PROMPT
Reproduce, word for word, the lines of the entries below that run from the one containing "Mark the yellow" through the one containing "xmin=574 ymin=0 xmax=683 ymax=379", both included.

+--

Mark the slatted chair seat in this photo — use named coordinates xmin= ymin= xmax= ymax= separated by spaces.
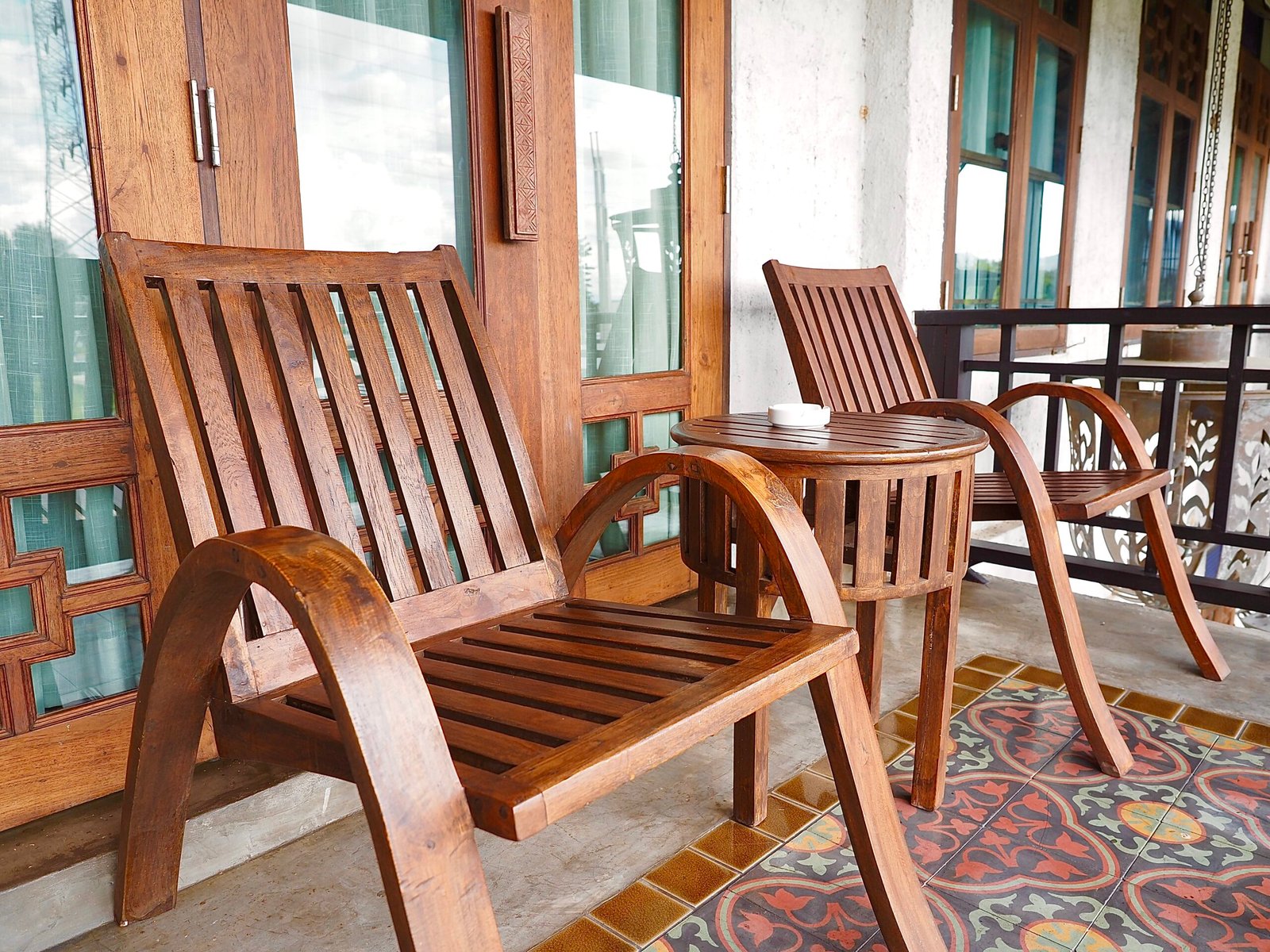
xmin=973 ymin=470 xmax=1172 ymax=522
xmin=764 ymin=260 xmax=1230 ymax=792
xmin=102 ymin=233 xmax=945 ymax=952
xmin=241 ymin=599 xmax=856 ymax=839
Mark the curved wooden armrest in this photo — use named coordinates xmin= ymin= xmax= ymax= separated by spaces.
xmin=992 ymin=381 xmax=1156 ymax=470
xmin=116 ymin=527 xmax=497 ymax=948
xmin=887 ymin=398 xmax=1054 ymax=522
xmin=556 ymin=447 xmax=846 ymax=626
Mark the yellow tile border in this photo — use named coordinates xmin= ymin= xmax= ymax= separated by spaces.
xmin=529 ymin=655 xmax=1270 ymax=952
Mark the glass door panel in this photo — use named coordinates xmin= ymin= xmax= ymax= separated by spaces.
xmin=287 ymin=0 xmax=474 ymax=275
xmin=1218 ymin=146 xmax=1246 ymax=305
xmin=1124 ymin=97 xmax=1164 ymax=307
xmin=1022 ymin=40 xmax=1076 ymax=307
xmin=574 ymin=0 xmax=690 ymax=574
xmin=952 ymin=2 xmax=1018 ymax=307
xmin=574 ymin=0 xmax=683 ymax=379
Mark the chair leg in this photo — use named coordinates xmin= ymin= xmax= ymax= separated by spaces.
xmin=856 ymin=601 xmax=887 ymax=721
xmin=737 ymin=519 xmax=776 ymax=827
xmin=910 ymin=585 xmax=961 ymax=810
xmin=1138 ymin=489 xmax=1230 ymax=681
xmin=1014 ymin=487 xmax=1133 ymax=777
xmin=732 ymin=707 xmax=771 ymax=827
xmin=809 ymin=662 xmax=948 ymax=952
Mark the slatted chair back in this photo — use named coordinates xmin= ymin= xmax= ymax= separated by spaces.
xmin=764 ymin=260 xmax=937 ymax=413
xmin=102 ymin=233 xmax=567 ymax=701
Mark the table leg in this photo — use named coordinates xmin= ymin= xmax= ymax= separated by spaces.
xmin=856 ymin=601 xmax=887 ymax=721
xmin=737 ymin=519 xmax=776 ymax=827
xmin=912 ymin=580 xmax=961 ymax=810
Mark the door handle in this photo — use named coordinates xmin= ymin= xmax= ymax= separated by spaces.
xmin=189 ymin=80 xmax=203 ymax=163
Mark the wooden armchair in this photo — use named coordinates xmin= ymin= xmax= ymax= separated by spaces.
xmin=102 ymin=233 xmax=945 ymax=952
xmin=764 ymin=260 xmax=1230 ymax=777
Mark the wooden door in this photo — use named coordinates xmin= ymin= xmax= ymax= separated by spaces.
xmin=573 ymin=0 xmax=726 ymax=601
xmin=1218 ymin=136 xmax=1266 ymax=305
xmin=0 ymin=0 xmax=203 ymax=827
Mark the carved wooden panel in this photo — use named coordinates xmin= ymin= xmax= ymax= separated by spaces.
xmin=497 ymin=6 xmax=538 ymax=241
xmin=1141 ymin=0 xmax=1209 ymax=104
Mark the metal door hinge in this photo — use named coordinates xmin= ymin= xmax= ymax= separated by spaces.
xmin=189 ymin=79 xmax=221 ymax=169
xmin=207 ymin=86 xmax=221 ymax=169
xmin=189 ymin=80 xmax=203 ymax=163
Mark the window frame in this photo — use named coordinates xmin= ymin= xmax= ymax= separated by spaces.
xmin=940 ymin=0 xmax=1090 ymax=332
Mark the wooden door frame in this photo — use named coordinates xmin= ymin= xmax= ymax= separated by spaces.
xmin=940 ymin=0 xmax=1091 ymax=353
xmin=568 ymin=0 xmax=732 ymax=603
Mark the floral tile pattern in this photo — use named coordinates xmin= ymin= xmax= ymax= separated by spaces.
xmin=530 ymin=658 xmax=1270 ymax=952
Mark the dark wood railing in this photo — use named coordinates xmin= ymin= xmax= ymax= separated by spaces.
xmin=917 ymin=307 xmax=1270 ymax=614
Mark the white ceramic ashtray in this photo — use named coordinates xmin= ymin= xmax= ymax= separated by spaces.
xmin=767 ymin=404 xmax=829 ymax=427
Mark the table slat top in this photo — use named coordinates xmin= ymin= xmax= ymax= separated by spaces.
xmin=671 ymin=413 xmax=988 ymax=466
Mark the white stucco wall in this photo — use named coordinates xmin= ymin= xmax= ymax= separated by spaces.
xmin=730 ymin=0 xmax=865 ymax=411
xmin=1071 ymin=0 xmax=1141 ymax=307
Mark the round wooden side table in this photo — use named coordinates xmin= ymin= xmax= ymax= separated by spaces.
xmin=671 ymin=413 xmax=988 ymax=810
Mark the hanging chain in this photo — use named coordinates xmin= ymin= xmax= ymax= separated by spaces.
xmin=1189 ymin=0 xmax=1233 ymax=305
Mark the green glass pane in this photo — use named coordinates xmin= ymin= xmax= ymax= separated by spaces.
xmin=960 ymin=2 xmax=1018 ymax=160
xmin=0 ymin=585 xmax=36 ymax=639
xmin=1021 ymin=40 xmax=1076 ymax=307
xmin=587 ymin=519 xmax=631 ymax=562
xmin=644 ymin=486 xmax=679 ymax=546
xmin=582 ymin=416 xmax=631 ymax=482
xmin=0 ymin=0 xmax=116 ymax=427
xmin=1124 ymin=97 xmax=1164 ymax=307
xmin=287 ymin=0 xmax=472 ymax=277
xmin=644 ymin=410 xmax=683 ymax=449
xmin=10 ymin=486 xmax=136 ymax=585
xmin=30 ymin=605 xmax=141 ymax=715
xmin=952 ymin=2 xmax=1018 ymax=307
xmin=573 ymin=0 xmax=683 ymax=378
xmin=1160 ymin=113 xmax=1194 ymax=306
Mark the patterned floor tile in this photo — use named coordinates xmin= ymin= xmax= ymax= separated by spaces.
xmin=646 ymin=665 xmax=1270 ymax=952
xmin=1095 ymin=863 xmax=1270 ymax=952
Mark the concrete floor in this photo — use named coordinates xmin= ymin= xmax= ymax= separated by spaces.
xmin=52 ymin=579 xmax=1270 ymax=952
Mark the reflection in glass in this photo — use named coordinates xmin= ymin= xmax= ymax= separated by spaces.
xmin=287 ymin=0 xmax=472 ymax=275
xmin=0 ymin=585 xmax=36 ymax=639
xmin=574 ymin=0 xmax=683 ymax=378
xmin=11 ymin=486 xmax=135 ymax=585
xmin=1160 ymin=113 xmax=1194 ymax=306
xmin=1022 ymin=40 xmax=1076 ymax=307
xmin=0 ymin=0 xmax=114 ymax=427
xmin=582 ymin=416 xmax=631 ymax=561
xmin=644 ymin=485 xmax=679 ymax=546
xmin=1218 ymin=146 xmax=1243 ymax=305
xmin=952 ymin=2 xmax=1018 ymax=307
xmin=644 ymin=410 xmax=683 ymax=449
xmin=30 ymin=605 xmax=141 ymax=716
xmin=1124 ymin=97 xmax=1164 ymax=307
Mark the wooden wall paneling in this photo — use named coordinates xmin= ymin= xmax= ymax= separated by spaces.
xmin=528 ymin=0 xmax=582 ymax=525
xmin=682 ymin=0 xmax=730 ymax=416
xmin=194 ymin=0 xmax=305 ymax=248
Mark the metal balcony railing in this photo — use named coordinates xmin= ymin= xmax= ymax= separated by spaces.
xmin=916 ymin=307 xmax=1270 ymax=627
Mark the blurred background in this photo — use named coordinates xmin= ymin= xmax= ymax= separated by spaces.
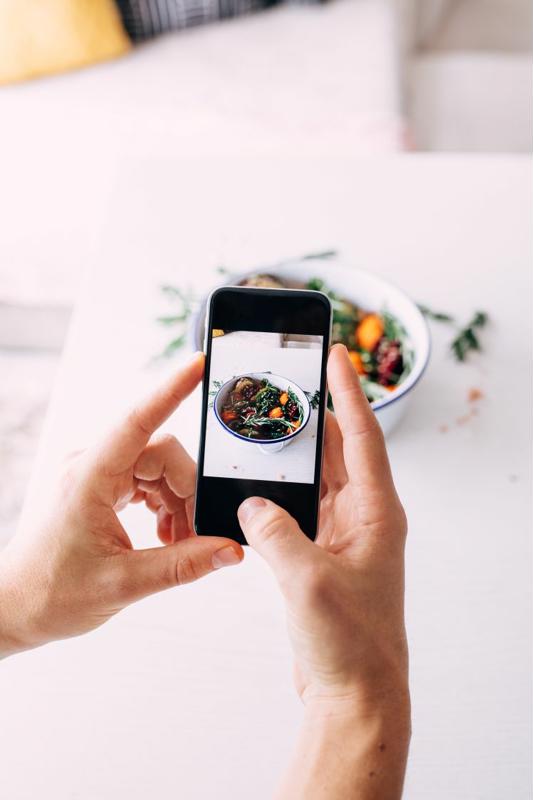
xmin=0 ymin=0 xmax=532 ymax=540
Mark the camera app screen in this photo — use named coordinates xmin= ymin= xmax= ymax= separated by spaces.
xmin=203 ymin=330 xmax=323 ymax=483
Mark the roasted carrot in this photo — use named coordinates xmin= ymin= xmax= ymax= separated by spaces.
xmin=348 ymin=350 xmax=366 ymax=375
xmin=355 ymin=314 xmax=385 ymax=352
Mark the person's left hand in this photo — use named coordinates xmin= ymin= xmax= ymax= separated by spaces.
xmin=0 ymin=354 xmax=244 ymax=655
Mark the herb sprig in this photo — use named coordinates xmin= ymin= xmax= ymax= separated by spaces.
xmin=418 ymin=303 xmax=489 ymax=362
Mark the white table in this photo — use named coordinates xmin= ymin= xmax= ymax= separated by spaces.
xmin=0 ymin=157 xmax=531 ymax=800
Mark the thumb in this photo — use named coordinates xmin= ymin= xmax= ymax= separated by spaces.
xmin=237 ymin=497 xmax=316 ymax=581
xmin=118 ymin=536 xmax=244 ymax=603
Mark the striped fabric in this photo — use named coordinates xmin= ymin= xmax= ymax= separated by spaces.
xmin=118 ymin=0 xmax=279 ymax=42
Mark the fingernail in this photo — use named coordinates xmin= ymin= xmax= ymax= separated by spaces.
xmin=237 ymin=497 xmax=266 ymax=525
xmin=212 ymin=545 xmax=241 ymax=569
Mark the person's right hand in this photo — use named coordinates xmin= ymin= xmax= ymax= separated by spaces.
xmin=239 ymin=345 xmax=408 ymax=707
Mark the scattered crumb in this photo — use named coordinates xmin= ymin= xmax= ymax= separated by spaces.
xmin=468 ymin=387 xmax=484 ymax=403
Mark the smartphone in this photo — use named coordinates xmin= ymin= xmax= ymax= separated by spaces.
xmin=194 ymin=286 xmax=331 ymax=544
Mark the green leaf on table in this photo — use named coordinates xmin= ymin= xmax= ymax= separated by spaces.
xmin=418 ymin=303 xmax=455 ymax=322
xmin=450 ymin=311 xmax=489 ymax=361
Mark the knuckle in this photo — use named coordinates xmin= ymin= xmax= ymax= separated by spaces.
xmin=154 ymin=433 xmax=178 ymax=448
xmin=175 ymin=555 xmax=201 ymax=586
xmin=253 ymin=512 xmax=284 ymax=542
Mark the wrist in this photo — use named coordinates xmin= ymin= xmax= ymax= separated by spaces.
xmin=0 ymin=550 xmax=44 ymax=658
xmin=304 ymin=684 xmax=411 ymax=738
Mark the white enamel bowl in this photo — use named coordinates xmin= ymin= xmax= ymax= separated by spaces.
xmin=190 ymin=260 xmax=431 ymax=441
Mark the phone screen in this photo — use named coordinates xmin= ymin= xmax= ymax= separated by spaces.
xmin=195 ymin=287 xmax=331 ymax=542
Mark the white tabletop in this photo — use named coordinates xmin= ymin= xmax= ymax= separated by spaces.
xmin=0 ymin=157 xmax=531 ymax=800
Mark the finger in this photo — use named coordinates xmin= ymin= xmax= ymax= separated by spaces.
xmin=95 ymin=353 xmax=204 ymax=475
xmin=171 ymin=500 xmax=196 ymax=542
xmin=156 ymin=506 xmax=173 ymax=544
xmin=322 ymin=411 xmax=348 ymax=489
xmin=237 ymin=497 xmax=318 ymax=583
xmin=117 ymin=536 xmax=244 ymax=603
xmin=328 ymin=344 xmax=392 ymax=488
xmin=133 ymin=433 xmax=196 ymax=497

+--

CORRECT OUTPUT
Mark the yellow tile border in this photo — use named coordinates xmin= ymin= xmax= ymax= separated by spaces.
xmin=529 ymin=655 xmax=1270 ymax=952
Mark the glass door panel in this photo — use named coordinates xmin= ymin= xmax= ymax= separated by spaces.
xmin=287 ymin=0 xmax=474 ymax=275
xmin=1218 ymin=146 xmax=1246 ymax=305
xmin=1124 ymin=97 xmax=1164 ymax=307
xmin=1022 ymin=40 xmax=1076 ymax=307
xmin=574 ymin=0 xmax=690 ymax=574
xmin=952 ymin=2 xmax=1018 ymax=307
xmin=574 ymin=0 xmax=683 ymax=379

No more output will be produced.